■ GIVEN REQUEST ■
Rewrite the lines from the one containing "Help me locate the swimming" through the final row, putting "basin" wherever "pool" appears and changing nothing else.

⁂

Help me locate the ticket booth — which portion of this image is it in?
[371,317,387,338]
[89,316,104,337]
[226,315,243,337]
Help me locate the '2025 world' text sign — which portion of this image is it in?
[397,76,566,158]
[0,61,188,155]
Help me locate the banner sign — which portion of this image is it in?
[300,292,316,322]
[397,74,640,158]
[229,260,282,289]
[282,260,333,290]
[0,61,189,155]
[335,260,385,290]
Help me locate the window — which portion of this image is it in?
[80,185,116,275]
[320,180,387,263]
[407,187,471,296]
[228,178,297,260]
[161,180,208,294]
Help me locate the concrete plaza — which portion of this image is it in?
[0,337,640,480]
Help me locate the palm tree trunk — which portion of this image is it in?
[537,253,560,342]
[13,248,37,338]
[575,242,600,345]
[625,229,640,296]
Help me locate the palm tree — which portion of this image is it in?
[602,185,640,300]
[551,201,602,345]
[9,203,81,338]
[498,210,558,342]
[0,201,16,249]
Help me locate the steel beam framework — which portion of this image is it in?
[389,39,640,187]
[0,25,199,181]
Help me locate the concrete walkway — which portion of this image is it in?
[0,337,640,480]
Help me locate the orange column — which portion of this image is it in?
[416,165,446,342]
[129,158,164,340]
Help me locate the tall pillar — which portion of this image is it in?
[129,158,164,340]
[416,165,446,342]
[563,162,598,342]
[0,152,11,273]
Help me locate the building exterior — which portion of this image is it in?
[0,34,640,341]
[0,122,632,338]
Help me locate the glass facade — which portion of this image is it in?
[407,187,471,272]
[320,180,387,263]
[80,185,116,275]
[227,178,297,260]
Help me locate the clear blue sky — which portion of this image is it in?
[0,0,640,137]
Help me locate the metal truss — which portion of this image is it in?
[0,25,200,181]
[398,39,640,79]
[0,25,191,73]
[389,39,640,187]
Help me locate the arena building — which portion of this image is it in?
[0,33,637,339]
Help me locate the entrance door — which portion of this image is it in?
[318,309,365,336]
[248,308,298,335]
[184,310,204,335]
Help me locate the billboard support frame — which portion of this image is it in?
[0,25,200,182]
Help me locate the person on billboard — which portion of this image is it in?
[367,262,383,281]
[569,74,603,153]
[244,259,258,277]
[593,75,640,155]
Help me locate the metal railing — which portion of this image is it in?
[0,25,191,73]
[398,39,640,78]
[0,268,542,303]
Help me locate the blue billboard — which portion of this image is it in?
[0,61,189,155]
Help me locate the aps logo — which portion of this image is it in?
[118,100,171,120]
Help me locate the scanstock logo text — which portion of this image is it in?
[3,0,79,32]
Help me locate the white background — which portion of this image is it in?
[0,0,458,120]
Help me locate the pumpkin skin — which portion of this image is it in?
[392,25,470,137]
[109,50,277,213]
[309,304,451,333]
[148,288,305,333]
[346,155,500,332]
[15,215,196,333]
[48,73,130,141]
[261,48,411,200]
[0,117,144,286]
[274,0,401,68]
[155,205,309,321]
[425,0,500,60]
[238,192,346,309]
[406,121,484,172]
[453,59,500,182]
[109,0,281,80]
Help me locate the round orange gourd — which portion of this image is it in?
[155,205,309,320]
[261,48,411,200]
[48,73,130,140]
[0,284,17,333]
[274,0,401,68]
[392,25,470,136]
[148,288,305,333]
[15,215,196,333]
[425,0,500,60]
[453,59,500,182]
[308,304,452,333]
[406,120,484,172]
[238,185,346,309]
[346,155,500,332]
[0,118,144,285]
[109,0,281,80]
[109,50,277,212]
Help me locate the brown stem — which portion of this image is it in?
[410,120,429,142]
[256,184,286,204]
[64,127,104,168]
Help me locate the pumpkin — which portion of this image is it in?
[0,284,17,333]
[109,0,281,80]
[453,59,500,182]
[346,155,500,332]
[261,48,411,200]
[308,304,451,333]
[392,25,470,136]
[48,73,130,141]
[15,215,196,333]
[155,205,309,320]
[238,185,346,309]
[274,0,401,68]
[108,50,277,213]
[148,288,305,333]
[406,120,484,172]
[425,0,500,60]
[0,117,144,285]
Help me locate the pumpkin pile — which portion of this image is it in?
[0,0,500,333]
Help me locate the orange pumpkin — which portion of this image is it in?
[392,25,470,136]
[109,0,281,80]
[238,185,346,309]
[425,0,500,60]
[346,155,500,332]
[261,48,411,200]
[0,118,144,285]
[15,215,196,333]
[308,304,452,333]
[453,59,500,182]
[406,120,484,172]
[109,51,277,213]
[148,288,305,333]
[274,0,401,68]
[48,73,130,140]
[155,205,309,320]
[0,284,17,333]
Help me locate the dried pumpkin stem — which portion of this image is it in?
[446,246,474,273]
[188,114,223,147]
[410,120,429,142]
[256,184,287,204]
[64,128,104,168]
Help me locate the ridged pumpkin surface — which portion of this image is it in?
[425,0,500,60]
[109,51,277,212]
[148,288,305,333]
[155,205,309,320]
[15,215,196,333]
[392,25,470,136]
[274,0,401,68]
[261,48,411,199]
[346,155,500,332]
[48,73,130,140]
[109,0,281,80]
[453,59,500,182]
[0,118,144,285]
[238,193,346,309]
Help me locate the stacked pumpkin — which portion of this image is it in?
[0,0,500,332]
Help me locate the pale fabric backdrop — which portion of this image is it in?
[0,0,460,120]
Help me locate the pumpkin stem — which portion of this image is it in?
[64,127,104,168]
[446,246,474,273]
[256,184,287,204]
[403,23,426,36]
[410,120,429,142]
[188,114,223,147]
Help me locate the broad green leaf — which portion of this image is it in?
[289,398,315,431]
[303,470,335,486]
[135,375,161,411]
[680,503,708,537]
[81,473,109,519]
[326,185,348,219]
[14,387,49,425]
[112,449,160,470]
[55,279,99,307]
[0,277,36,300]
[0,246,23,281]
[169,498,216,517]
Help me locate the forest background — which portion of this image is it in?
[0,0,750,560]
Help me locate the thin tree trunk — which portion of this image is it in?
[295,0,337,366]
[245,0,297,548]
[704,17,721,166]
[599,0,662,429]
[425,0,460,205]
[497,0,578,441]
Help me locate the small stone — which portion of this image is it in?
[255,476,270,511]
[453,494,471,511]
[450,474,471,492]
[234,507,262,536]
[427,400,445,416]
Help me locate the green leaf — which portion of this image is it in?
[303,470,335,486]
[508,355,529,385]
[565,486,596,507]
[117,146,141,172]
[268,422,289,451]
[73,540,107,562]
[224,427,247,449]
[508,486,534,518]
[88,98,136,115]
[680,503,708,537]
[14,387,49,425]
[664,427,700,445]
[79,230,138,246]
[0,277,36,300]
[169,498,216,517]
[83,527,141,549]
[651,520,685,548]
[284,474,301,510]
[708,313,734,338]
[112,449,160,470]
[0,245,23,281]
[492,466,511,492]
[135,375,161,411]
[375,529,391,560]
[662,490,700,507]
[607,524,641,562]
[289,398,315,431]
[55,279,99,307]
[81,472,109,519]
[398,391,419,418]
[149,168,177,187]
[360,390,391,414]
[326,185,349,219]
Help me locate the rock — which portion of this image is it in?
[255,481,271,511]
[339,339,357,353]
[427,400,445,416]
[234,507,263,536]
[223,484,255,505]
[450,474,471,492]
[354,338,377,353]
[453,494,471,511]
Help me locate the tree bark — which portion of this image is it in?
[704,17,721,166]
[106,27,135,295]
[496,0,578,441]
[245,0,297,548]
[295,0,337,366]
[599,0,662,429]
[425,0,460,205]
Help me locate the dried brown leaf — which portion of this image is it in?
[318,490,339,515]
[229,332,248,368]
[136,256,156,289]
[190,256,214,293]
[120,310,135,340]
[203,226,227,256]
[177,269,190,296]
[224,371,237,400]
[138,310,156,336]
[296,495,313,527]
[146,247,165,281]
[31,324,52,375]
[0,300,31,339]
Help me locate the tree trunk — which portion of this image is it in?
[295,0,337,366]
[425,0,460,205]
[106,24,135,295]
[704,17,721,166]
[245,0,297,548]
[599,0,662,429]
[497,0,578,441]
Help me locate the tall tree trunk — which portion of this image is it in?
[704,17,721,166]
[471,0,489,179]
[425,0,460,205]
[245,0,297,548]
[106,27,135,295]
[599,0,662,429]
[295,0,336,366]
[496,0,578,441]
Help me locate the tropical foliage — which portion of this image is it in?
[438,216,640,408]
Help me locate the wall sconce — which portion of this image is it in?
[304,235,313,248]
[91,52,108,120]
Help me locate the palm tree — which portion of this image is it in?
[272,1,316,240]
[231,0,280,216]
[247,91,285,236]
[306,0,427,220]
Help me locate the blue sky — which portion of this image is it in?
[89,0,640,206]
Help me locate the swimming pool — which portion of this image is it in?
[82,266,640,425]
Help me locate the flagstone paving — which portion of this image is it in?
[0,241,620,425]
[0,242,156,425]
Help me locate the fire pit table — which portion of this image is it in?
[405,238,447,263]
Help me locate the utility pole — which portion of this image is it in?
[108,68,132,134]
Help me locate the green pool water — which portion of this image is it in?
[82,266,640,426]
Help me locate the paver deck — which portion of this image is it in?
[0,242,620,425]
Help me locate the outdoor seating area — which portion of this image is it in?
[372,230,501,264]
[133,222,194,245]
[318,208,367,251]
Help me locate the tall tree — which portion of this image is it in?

⁂

■ THE RESPONSE ■
Help me locate the swimming basin — which portion of this image is it in?
[82,266,640,425]
Help me locate the flagstone paving — which portion of this image is it in?
[0,241,620,425]
[0,242,156,425]
Help me locate the fire pit table — which portion of this image is it in?
[405,238,447,263]
Help me locate the utility pole — which portion of this image is it in?
[108,68,132,134]
Help me locate the green basin water — which portion of this image is it in?
[82,266,640,426]
Help me locate the paver deck — which portion of this image is it in?
[0,242,620,425]
Help me locate the outdoor seating area — which portion of this image is it in?
[372,230,501,264]
[133,222,194,245]
[318,208,367,251]
Help me locate the tall tree — which portion of this image is it in?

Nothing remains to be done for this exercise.